── LISTING ──
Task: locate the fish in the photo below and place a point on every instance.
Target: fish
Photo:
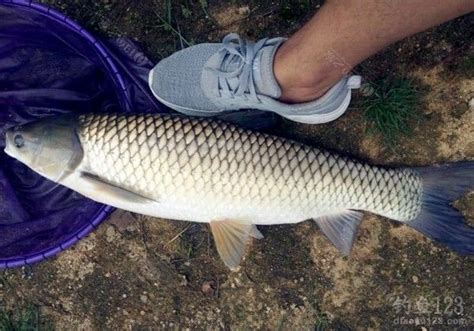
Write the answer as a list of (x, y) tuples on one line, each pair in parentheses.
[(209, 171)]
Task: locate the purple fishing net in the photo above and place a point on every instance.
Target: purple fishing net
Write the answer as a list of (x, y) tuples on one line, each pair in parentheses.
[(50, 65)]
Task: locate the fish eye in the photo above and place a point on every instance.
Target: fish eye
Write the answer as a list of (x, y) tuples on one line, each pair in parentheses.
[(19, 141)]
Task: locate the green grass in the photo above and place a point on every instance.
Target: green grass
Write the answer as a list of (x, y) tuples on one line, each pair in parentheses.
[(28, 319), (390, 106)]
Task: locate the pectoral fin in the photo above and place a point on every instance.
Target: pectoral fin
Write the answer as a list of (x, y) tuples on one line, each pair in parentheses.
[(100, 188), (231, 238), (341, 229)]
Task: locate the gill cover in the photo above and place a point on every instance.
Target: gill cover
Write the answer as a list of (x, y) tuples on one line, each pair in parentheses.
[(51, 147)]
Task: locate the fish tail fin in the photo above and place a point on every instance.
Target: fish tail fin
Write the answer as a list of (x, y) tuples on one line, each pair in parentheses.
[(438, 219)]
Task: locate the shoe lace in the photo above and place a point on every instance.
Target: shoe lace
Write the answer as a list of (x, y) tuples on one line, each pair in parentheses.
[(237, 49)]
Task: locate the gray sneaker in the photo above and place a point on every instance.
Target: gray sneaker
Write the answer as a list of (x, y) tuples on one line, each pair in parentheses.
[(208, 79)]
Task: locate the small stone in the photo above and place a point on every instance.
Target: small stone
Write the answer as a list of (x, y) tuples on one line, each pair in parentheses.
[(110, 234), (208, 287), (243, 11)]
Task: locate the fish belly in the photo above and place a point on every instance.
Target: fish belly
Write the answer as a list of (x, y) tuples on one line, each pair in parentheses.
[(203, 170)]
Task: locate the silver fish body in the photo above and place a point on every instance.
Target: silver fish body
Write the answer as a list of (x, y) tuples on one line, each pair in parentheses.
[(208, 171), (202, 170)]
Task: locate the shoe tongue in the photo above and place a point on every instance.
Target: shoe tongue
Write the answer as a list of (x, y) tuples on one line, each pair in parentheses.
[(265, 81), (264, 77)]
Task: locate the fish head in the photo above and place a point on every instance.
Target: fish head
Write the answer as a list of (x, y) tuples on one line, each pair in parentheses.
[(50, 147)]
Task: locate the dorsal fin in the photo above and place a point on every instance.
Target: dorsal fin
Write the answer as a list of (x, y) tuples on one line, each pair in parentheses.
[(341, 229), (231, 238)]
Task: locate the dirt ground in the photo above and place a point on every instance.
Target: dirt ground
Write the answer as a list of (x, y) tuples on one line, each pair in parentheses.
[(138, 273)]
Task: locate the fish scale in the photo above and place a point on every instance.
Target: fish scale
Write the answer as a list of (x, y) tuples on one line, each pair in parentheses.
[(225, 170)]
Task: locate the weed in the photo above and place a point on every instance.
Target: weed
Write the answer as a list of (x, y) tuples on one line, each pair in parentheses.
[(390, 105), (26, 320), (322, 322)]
───
── LISTING ──
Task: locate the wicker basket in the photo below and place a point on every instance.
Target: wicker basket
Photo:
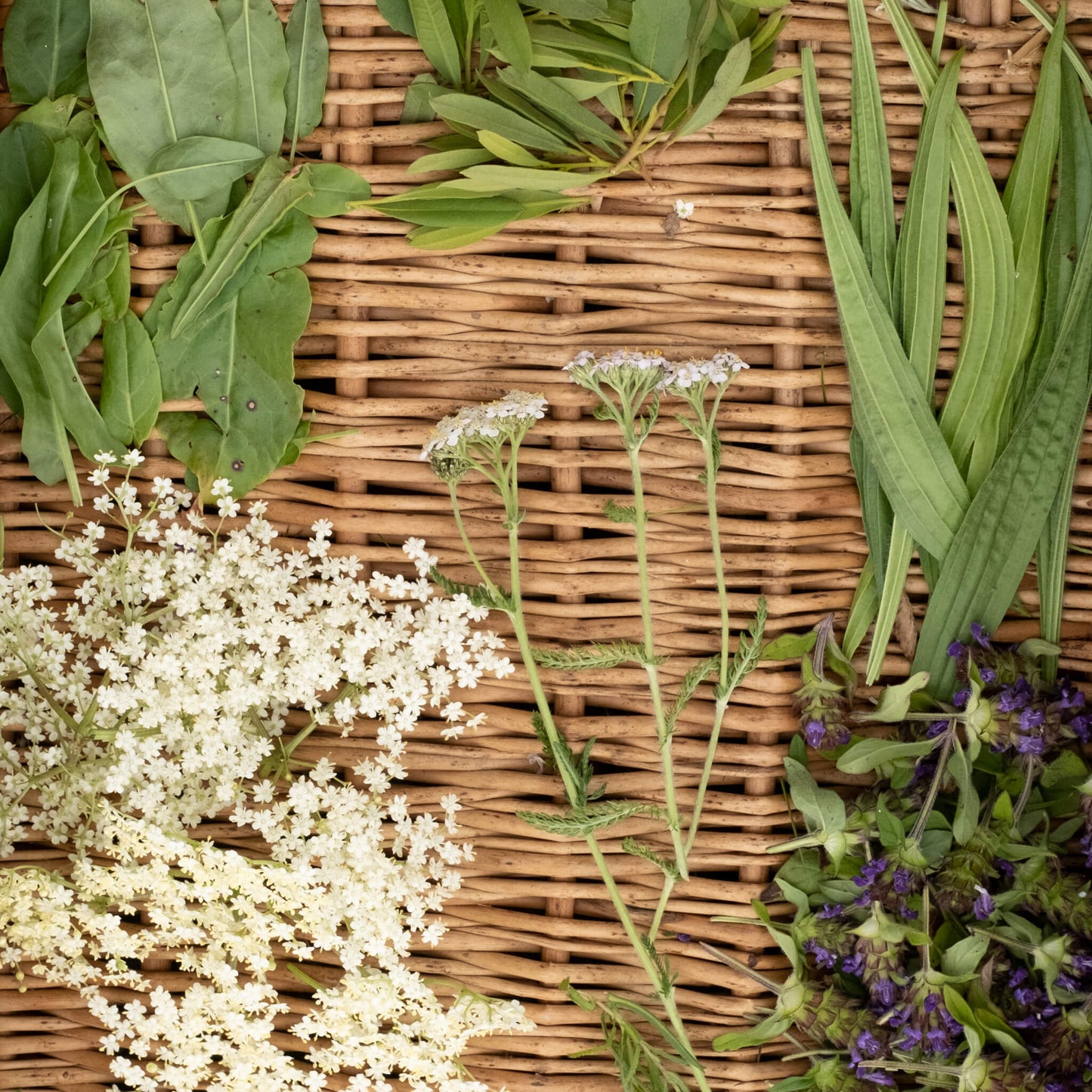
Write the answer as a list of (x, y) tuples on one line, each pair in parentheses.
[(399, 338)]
───
REQUIREMENTS: Swap "instance" for "occurrence" in the data, beginning at the line that has "Task: locate the fish in" and stopping after the line that has "[(209, 171)]", and return only those lines with nothing else altered. Leave the pictures out of your answer.

EXPECTED OUTPUT:
Task: locate the fish in the photo below and place a point on every occurrence.
Target: fish
Photo:
Write the answer as a list of (x, y) tuples on one line, each pair in parentheses.
[(209, 171)]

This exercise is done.